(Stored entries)

^^^^^^^^

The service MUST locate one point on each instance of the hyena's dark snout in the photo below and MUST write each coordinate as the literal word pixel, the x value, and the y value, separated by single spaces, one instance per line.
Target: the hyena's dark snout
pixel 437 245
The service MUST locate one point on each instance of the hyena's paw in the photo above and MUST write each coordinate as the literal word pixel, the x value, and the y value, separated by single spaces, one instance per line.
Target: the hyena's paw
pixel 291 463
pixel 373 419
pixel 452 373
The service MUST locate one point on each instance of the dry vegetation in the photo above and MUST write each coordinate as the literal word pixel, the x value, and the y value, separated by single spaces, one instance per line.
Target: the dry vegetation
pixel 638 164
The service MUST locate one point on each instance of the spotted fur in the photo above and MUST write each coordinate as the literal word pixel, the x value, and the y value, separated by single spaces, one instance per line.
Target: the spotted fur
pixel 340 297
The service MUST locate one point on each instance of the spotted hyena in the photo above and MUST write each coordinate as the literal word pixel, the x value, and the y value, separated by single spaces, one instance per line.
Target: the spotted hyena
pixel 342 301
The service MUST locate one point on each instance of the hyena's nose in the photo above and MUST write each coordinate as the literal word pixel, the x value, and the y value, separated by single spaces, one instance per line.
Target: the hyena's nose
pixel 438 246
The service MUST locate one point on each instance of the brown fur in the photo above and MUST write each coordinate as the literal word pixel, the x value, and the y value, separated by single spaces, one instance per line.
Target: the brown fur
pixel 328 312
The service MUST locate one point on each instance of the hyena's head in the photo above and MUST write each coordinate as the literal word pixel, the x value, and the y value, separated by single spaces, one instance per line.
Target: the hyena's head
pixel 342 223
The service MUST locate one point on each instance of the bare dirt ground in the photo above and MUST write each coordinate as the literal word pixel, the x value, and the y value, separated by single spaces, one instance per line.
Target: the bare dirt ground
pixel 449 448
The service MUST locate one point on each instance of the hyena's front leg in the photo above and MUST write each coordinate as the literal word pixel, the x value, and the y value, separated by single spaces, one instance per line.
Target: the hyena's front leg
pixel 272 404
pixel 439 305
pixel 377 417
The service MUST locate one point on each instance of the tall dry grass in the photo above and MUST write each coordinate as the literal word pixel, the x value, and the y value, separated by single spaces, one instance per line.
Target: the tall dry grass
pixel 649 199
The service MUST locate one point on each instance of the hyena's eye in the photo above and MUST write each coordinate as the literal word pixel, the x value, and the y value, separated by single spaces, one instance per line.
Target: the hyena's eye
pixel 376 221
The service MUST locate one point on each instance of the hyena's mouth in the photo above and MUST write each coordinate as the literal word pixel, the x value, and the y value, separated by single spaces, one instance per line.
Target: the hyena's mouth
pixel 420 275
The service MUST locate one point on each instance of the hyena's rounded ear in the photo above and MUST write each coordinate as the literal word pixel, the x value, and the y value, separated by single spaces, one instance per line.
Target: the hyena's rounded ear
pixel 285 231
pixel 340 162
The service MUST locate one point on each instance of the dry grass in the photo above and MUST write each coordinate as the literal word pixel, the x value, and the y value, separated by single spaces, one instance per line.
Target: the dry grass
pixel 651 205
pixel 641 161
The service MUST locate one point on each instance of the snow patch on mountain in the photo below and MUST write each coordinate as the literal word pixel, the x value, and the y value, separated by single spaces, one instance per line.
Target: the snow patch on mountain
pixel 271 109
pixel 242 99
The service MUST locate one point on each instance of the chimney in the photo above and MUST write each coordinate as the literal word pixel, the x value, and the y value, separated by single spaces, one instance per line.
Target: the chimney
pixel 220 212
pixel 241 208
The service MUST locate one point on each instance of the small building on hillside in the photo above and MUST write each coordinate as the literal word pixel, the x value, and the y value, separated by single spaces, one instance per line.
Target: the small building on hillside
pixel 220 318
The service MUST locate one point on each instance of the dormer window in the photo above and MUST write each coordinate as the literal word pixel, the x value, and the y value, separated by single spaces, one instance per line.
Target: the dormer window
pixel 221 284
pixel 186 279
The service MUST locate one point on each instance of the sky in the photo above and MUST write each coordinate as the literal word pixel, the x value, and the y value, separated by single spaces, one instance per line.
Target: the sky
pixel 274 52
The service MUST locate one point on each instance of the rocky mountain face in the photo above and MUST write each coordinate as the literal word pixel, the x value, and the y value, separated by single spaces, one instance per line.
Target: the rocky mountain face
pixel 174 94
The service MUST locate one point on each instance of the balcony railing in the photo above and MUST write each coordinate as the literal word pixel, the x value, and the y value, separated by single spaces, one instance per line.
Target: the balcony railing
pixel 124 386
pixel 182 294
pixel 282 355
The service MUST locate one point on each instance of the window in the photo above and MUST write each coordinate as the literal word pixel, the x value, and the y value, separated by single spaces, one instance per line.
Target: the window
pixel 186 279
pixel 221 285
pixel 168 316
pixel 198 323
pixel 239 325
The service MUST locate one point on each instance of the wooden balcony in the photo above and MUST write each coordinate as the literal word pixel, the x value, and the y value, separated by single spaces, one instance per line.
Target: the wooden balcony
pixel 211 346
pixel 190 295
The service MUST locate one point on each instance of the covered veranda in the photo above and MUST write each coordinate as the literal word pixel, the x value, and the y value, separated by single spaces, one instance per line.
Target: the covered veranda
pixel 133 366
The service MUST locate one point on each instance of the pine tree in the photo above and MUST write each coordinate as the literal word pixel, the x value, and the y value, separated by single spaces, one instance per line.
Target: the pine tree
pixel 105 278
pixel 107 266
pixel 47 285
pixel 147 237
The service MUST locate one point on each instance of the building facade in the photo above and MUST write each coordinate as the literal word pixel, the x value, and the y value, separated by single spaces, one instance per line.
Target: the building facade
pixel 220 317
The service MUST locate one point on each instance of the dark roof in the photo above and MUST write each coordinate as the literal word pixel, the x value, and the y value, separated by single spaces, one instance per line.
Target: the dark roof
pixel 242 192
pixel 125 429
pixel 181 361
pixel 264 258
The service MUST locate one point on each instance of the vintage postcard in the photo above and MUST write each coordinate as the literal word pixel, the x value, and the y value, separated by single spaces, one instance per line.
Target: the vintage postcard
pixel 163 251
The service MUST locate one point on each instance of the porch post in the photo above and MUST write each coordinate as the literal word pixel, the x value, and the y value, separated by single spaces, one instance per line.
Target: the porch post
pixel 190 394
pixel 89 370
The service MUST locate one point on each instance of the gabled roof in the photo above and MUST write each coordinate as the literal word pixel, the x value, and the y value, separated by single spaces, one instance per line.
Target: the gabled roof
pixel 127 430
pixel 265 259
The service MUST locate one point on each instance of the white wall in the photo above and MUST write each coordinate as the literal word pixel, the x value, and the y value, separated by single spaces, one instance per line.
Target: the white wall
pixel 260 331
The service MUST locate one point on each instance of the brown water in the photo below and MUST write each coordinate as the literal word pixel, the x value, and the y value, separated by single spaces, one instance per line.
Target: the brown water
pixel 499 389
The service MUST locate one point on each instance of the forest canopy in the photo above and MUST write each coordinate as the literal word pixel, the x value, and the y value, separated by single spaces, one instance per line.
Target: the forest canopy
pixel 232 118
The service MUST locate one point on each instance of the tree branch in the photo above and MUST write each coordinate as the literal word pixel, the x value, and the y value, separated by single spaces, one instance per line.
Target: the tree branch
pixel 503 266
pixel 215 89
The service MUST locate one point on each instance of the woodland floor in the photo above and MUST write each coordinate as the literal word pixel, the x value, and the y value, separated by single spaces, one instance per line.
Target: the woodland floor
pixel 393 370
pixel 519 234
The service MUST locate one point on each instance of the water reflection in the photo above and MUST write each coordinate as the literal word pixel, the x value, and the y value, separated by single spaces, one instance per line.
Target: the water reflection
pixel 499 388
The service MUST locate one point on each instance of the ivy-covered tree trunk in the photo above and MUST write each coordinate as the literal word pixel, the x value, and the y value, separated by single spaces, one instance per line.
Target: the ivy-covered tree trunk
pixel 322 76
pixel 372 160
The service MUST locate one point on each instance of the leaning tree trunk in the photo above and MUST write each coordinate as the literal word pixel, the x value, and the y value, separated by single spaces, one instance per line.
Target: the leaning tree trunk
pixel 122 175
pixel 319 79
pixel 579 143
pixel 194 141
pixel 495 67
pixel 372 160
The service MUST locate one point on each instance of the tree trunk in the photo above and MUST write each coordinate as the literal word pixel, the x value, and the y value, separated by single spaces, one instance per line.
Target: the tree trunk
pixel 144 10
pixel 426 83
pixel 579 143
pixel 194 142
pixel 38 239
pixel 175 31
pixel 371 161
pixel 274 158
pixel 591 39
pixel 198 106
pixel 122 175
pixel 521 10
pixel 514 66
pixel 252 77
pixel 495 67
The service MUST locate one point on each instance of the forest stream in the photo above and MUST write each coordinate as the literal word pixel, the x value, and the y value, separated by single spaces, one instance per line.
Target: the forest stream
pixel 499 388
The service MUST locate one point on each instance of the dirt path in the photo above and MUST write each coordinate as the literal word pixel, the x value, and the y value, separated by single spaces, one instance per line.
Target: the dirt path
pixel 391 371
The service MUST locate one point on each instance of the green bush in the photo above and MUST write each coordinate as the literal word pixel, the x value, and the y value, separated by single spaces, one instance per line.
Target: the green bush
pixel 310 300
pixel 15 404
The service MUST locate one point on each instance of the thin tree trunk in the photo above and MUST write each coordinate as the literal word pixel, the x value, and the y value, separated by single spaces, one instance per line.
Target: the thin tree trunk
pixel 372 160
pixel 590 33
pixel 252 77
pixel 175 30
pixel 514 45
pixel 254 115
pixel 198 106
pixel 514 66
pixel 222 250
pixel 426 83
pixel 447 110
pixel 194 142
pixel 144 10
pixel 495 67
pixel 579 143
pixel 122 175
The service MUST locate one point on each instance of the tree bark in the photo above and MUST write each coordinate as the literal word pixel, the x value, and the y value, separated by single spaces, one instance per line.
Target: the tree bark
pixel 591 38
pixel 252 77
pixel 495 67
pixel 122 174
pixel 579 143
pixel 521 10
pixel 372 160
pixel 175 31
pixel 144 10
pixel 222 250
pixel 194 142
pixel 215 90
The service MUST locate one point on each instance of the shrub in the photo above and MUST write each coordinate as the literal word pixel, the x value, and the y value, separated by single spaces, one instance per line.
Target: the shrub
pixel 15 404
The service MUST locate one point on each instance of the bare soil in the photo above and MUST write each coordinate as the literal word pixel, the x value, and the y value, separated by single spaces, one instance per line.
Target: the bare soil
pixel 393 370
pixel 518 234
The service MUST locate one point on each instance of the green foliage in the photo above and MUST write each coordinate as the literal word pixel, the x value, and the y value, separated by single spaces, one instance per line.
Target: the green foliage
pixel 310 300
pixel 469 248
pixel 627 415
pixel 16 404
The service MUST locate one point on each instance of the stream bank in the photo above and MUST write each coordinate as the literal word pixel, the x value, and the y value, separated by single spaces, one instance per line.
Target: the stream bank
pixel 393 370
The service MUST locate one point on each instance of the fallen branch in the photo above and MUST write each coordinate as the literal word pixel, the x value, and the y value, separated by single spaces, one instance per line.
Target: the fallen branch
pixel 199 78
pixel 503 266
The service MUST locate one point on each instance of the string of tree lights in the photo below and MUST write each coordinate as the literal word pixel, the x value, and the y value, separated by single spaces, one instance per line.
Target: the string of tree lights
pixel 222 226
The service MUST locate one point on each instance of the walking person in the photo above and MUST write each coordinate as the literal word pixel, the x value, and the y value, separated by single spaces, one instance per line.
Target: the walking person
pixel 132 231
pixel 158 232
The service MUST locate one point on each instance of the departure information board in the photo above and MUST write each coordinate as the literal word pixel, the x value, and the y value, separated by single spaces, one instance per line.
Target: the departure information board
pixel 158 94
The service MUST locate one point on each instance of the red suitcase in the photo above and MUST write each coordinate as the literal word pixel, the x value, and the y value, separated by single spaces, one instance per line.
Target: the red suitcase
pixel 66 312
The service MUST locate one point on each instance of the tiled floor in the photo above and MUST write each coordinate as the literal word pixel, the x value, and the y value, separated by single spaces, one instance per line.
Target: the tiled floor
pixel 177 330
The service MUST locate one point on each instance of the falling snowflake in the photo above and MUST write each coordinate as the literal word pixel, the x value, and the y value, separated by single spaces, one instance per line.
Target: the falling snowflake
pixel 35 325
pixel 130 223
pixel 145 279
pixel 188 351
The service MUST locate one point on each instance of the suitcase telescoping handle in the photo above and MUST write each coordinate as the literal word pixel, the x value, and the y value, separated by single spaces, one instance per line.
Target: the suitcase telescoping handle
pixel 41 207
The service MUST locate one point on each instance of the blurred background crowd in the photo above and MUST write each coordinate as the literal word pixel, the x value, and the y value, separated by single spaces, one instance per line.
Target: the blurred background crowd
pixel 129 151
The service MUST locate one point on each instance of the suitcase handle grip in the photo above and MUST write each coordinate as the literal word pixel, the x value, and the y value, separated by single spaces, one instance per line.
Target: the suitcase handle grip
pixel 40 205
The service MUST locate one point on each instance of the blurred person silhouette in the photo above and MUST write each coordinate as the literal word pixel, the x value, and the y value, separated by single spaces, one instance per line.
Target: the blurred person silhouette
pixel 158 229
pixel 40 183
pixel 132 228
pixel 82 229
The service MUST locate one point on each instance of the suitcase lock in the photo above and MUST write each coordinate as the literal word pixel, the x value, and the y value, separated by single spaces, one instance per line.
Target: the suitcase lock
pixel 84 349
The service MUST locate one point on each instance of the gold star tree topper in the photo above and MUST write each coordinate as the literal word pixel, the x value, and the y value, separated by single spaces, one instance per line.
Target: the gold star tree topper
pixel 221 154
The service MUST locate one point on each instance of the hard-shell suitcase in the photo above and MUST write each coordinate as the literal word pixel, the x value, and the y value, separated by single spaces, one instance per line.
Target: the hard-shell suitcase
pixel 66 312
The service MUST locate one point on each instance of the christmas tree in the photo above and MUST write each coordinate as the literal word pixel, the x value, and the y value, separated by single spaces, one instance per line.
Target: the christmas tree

^^^^^^^^

Rewrite only the lines from the one containing "of the dirt" through the one containing "pixel 215 90", renaming "thin tree trunk" as "slender tree trunk" wherever it occurs and leaving all else unchanged.

Correct output ::
The service MUST locate one point on each instance of the dirt path in the photo above and MUST write each coordinate as the literal word pixel, the x value, and the y value, separated by single spaces, one instance per line.
Target: the dirt path
pixel 391 371
The service MUST locate one point on each instance of the green bush in the photo above and MUST write each coordinate as the literal word pixel, the x value, and the y value, separated by single spaces, one instance per line.
Target: the green bush
pixel 310 300
pixel 15 404
The service MUST locate one point on each instance of the slender tree trunk in the photo above and MUST write each coordinate as the literal word pixel, the x value, and the y value, separated by single spaces, one instance per line.
Target: the slender tree trunk
pixel 372 160
pixel 590 33
pixel 252 77
pixel 175 30
pixel 514 45
pixel 254 115
pixel 198 106
pixel 514 66
pixel 222 250
pixel 426 83
pixel 447 110
pixel 194 142
pixel 144 10
pixel 495 67
pixel 579 143
pixel 122 175
The service MUST locate one point on each instance of the tree bark in the photo above and MUST write each coordinate as the literal word pixel, the x value, and the y value, separated by single spaces, one instance per line.
Target: the tree bark
pixel 591 38
pixel 252 77
pixel 495 67
pixel 122 174
pixel 579 143
pixel 521 10
pixel 372 160
pixel 175 31
pixel 144 10
pixel 222 250
pixel 194 142
pixel 215 90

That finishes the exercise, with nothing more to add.